The 0th edition (green dragon, Aho&Ullman) was mostly about parsing, but
talked about everything. The 1st edition (red dragon, Aho,Sethi&Ullman) was
about everything not including JITs, vectorization, GCs and parallelization.
The 2nd edition (purple dragon, Aho,Lam,Sethi&Ullman) is about everything, and
they even dropped operator precedence (Pratt) parsing to make room for more
non-parsing stuff.

------
nandemo
From McCarthy's paper:

> _When a free register is wanted, and there is none left on the free-storage
> list, a reclamation (7) cycle starts.

> (...)

◆ **Information provided**

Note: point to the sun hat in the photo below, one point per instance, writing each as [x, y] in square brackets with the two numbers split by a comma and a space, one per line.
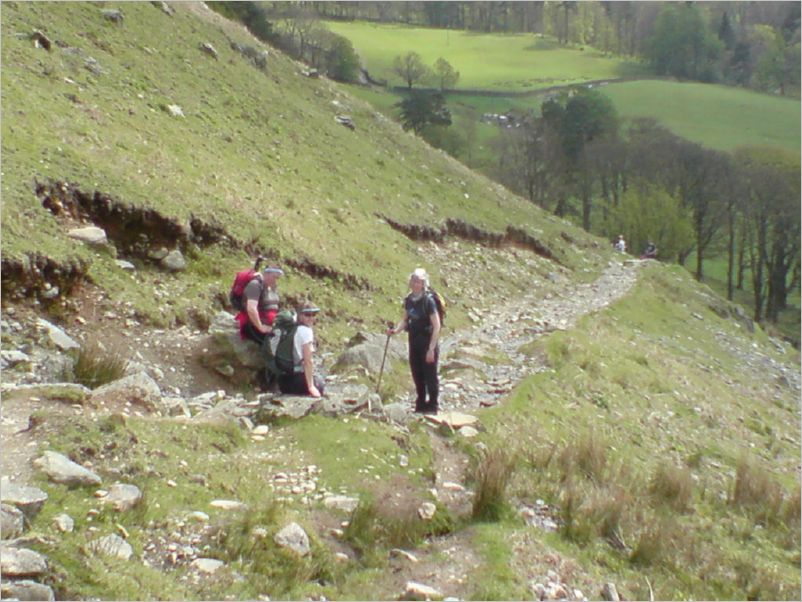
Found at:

◆ **Things to do**
1. In the forum passage, which edition dropped operator precedence (Pratt) parsing?
2. Turn the paragraph of the forum passage beginning "The 0th edition" into a short list that keeps its main facts.
3. Reproduce the forum passage word for word from "The 0th edition" to "(7) cycle starts.".
Work from the forum passage alone.

◆ **Responses to the exercise**
1. The 2nd edition (purple dragon, Aho, Lam, Sethi & Ullman).

2.
- 0th edition (green dragon, Aho & Ullman): mostly about parsing, but talked about everything.
- 1st edition (red dragon, Aho, Sethi & Ullman): about everything except JITs, vectorization, GCs and parallelization.
- 2nd edition (purple dragon, Aho, Lam, Sethi & Ullman): about everything, and dropped operator precedence (Pratt) parsing to make room for more non-parsing material.

3.
The 0th edition (green dragon, Aho&Ullman) was mostly about parsing, but
talked about everything. The 1st edition (red dragon, Aho,Sethi&Ullman) was
about everything not including JITs, vectorization, GCs and parallelization.
The 2nd edition (purple dragon, Aho,Lam,Sethi&Ullman) is about everything, and
they even dropped operator precedence (Pratt) parsing to make room for more
non-parsing stuff.

------
nandemo
From McCarthy's paper:

> _When a free register is wanted, and there is none left on the free-storage
> list, a reclamation (7) cycle starts.